WORK REQUIRED :: Reproduce verbatim the span of the cooking passage below that begins at the words "2. Remove plastic." and stops after "a great mother.".

DOCUMENT PASSAGE ::
BEGIN

Anyway, for this one you just pour cereal into a bowl – like as much as you want and will fit in the bowl. Then you pour milk on top: enough to make your cereal soggy – or mouillé (???), for you Frenchies – but not enough to drown out the crunch. I do this two to three times per day, but use your own discretion.
1. Open box.
2. Remove plastic.
3. With oven preheated to 350°, bake for 10-12 minutes OR nuke for 3 minutes if desperate or seeking confirmation that your life is in shambles.
Hot, filling, and easy, this has been my go-to dinner option of the challenge. That is, until Danielle recently broke news of her discovery that one of the brands we’d both been devouring at breakneck pace was made with artificial cheese. I had been wondering what the hell was going on with my dish sponges; they’d been tacked with a gummy substance for weeks, but I’d failed to make the connection. I’m obviously going to be a great mother.

END

DATA SHOWN ::

BEGIN

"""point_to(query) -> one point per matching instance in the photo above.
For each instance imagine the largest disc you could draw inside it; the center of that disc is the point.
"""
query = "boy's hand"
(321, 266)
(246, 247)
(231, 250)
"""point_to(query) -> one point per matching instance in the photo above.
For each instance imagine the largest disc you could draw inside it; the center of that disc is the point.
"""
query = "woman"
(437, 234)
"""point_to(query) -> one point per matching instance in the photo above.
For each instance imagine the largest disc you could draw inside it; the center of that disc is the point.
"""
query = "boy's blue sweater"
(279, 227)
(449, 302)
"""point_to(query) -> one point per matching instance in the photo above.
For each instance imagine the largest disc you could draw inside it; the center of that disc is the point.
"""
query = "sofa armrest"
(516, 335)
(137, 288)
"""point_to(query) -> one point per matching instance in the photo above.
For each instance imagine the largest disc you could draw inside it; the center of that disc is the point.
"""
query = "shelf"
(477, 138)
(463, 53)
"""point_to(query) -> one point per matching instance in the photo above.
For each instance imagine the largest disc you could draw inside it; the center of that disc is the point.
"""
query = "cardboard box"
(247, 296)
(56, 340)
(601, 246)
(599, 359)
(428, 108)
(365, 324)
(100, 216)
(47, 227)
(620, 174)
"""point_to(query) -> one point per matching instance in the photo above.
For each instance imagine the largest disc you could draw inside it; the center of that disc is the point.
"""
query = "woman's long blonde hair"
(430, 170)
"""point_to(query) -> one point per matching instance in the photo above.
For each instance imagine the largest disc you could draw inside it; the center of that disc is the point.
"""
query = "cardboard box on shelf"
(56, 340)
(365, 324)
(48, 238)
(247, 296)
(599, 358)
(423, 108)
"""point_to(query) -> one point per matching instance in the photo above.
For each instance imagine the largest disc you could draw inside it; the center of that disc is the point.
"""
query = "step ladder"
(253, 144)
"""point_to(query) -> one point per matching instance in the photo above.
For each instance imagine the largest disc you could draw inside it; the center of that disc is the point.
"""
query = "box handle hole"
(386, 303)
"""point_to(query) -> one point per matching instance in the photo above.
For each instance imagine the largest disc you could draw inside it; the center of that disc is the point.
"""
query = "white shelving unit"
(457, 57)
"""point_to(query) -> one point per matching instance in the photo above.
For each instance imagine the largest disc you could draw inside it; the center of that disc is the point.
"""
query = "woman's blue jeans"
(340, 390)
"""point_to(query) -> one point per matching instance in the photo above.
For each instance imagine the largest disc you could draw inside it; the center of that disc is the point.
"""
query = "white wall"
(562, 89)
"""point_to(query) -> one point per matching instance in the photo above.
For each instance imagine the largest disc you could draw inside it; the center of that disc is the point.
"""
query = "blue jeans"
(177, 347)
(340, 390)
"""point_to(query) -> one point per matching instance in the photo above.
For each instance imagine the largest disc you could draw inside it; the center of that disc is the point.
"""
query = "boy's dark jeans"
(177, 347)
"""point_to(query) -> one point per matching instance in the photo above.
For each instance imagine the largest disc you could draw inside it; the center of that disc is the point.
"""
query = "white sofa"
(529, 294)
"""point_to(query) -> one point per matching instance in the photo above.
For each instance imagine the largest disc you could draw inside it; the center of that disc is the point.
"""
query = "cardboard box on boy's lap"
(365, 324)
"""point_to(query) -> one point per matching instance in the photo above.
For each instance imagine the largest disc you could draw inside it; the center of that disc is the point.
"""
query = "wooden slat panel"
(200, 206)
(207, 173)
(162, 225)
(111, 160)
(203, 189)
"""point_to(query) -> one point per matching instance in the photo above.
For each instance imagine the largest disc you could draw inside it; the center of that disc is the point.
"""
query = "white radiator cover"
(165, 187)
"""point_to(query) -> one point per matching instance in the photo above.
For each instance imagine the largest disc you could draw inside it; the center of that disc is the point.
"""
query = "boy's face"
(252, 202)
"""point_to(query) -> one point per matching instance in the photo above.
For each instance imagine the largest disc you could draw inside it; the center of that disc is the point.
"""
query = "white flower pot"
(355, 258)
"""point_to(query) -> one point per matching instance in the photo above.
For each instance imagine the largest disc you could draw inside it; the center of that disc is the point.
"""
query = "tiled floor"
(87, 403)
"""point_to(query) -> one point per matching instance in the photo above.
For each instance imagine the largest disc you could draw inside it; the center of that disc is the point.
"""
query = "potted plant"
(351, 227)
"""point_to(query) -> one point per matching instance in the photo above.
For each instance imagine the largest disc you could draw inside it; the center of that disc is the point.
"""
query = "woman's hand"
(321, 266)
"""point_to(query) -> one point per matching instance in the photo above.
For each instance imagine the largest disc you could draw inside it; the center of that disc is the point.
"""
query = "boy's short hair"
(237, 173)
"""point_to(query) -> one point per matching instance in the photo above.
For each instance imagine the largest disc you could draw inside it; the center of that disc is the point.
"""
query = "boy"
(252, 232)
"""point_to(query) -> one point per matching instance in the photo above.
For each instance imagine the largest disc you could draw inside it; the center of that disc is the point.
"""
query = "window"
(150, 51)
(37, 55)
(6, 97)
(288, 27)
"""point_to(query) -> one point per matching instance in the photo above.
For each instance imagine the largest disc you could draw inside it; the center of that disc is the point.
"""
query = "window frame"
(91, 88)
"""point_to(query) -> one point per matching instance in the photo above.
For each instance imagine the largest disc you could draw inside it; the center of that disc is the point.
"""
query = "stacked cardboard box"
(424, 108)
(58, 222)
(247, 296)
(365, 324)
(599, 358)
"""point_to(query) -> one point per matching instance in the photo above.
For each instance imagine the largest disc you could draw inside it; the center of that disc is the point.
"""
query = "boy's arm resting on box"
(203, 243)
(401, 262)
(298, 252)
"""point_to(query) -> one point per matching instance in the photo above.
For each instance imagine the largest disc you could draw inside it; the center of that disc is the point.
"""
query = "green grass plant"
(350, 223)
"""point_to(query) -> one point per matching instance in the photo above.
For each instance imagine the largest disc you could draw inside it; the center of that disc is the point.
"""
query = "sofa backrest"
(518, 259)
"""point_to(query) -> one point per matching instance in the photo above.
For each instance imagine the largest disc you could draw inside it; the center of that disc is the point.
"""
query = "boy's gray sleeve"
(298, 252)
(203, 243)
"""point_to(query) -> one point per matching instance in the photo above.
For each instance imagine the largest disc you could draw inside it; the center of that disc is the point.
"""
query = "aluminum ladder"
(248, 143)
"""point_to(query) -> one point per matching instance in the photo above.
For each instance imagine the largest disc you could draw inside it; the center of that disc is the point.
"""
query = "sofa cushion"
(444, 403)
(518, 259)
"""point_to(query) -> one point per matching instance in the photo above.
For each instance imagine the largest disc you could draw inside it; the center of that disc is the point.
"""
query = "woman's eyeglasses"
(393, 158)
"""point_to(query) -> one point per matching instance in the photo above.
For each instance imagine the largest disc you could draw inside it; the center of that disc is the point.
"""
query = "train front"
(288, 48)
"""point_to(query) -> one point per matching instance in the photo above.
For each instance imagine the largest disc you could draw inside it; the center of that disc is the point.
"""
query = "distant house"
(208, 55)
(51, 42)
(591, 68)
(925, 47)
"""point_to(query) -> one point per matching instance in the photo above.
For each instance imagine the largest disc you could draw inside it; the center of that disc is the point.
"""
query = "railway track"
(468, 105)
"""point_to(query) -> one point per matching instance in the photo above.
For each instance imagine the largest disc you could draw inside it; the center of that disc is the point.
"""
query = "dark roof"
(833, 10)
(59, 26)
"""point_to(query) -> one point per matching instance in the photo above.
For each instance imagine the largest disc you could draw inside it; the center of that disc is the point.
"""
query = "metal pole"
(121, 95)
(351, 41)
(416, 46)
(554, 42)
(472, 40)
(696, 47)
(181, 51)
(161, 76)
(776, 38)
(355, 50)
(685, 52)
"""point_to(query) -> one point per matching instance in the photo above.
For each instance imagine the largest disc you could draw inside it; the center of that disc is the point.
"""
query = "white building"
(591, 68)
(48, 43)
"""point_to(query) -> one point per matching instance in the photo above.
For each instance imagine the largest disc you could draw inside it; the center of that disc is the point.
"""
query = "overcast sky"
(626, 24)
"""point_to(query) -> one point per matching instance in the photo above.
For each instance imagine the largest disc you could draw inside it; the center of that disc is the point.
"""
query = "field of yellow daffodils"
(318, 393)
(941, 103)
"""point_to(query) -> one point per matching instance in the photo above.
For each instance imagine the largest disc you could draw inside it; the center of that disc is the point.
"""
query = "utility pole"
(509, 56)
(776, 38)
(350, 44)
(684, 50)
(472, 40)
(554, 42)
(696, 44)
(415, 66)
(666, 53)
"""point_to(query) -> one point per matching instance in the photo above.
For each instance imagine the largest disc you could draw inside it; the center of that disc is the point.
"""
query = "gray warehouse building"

END

RIGHT ANSWER ::
2. Remove plastic.
3. With oven preheated to 350°, bake for 10-12 minutes OR nuke for 3 minutes if desperate or seeking confirmation that your life is in shambles.
Hot, filling, and easy, this has been my go-to dinner option of the challenge. That is, until Danielle recently broke news of her discovery that one of the brands we’d both been devouring at breakneck pace was made with artificial cheese. I had been wondering what the hell was going on with my dish sponges; they’d been tacked with a gummy substance for weeks, but I’d failed to make the connection. I’m obviously going to be a great mother.